Problem to work on —
Would you please set down the lines of the data from the one containing "Exercise. Locate the rippled" to the final line, exactly and only those?
BEGIN Working data
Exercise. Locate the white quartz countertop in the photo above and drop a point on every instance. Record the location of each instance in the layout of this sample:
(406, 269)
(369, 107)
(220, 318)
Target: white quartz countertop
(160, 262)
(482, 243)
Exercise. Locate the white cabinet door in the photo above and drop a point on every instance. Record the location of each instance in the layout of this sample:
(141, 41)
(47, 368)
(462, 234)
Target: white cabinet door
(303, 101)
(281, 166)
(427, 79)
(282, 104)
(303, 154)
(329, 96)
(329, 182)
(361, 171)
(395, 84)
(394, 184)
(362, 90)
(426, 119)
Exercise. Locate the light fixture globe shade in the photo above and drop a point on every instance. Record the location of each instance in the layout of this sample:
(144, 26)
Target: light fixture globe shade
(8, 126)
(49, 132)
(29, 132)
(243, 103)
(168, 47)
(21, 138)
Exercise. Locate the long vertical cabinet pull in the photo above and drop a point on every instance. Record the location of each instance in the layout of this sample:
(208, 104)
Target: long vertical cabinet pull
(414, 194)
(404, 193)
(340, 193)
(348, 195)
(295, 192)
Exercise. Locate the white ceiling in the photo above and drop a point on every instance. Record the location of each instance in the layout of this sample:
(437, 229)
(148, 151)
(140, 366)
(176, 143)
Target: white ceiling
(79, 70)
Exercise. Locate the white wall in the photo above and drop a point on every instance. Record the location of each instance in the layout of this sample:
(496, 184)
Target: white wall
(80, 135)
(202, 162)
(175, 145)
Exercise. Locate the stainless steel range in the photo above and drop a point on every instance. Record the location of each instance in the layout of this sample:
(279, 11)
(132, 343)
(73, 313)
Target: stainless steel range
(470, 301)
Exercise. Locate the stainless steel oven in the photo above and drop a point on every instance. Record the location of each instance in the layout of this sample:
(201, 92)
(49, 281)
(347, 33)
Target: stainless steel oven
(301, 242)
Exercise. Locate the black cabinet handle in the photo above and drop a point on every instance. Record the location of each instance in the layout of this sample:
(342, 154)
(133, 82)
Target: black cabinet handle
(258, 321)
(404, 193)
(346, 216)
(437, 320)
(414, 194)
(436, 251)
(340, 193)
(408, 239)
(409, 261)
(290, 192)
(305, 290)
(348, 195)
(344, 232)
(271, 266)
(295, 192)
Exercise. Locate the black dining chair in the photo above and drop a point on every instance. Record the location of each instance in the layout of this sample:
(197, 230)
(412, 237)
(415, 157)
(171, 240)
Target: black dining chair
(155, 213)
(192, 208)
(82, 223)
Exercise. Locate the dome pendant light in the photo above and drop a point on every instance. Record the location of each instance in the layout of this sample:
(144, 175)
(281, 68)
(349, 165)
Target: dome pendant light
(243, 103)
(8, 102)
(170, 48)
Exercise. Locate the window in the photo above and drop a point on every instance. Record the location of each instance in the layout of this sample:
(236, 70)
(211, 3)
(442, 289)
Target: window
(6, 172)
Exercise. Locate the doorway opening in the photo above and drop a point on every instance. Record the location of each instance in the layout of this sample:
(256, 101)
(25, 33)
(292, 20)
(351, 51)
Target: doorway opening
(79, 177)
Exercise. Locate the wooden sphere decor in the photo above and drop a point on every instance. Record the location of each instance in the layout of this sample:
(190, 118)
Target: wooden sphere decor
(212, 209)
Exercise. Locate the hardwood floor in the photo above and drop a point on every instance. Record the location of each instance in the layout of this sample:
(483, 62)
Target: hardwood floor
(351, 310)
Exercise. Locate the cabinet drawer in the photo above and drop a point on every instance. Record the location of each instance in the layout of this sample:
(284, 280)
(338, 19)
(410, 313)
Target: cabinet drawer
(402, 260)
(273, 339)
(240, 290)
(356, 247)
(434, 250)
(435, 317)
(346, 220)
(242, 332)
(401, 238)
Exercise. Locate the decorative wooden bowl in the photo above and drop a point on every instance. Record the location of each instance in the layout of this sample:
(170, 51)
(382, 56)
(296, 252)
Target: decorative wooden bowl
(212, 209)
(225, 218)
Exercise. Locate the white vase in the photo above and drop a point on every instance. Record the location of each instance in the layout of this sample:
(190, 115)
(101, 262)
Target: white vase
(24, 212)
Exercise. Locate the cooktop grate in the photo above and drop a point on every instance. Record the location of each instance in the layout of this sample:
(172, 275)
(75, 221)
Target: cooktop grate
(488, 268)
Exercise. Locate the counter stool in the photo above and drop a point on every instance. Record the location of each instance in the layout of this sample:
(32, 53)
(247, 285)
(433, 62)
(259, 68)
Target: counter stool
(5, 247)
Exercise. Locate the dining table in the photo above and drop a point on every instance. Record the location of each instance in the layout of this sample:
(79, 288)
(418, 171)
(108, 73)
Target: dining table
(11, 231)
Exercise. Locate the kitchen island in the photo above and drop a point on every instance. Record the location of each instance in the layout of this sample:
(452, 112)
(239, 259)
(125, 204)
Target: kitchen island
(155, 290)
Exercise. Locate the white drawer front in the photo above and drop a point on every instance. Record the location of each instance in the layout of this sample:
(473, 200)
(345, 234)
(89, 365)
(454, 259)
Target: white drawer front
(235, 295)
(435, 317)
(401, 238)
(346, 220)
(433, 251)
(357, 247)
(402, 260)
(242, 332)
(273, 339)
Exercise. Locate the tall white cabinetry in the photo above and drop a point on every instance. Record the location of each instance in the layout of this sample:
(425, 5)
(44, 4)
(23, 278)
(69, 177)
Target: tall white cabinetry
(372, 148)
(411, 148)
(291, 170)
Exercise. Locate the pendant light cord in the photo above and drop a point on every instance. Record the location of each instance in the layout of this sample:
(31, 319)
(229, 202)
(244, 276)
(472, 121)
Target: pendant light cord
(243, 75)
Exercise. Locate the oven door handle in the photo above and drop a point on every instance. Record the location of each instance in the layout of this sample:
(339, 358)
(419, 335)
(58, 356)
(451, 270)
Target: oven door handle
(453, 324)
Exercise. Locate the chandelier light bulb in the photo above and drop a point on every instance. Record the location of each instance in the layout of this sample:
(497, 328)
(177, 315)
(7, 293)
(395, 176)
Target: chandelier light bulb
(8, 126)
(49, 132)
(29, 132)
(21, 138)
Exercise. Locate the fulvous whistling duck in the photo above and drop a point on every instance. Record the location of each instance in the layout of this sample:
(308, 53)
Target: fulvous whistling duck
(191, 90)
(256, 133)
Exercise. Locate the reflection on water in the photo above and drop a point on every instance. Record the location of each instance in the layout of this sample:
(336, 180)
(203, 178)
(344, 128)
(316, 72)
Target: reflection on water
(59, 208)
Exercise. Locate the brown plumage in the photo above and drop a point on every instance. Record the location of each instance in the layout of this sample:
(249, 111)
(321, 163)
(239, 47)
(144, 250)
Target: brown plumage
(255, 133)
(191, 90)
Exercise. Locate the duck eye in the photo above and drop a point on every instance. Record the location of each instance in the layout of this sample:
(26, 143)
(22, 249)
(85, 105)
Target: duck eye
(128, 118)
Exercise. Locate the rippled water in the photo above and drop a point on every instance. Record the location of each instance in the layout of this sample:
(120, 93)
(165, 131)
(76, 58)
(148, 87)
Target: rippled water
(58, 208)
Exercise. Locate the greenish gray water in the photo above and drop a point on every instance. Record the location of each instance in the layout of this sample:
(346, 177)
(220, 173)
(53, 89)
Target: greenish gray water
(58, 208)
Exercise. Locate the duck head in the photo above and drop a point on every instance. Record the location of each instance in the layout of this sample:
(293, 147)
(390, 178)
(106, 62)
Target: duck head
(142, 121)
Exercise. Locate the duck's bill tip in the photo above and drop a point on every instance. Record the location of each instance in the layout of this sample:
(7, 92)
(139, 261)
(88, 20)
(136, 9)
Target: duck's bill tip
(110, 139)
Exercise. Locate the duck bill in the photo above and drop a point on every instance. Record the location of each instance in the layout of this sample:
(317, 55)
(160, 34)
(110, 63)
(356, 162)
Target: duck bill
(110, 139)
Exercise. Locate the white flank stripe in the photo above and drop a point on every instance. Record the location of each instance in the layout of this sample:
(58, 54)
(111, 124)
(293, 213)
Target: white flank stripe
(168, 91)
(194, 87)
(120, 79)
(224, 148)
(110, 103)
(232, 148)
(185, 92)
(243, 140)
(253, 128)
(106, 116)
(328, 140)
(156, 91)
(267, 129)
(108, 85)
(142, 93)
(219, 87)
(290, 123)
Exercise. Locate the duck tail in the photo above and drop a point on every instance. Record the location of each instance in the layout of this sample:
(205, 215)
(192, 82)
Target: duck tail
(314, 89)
END Working data
Task solution —
Exercise. Locate the rippled water in the photo above and drop a point on every instance. Record the location of each instance in the layout of this sample:
(120, 93)
(165, 131)
(76, 58)
(148, 87)
Target: rippled water
(58, 208)
Exercise. Locate the greenish gray water in the photo above and drop a point on every instance. Record the location of each instance in the layout of this sample:
(346, 177)
(220, 173)
(53, 89)
Target: greenish gray water
(58, 208)
Exercise. Locate the duck head in the photo above and drop a point on every instance. Record the location of each instance in the layout of this sample:
(293, 147)
(390, 178)
(106, 62)
Target: duck head
(142, 121)
Exercise. Locate the duck's bill tip in the photo above and drop a point on every instance. Record the location of each instance in the layout of this sample:
(7, 92)
(139, 261)
(88, 20)
(136, 9)
Target: duck's bill tip
(110, 139)
Exercise. Locate the duck bill in the photo above and drop a point on every instance. Record the location of each instance in the layout of this sample:
(317, 55)
(160, 34)
(110, 63)
(356, 162)
Target: duck bill
(110, 139)
Exercise. Locate the white flank stripe in the photo above and drop a point on every instance. Record the location of each instance in the layout of this sample:
(58, 54)
(111, 124)
(293, 213)
Target: white flank stripe
(168, 91)
(194, 87)
(120, 79)
(224, 148)
(110, 103)
(232, 148)
(185, 92)
(243, 140)
(253, 128)
(106, 116)
(328, 140)
(156, 91)
(267, 129)
(108, 85)
(142, 93)
(219, 87)
(290, 123)
Exercise. Locate the duck tail in the photo above and drop a point on every instance. Record the location of each instance in the layout of this sample:
(205, 215)
(192, 82)
Target: duck tail
(314, 89)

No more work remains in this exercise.